● Dataset rows

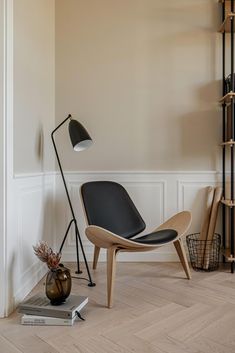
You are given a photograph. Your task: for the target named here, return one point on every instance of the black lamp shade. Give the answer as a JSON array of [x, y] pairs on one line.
[[80, 138]]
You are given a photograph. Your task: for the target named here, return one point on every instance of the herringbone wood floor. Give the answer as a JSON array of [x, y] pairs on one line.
[[156, 310]]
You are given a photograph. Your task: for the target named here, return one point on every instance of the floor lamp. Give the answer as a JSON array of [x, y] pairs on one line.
[[80, 140]]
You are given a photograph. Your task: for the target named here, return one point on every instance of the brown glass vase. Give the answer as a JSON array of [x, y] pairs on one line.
[[58, 285]]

● TASK INSTRUCTIONS
Render every line of the records as a JSON list of strings, one string per line, skipping blank lines. Omit the pictures.

● SOLUTION TO THIS TASK
[
  "You are given a photograph. Your task: for the target named here, return one point on every instance of the black lamp shade. Give the answer as a JSON array of [x, y] pairs on one line.",
  "[[80, 138]]",
  "You are given a photograph. Your task: for the target named here, return one point on every instance of the herringbone wood floor. Give the answer as a JSON array of [x, y] pairs on one line.",
  "[[156, 310]]",
  "You are given a photograph. Your task: for the target named here, return one point on every instance of the floor lamp. Give the answer as a JSON array of [x, y] pairs on one line.",
  "[[80, 140]]",
  "You are given a photograph. Your task: for the target named here, return one point on every instance of the brown glass vase. Give the answer as a JSON array of [x, y] pairs on one line.",
  "[[58, 285]]"
]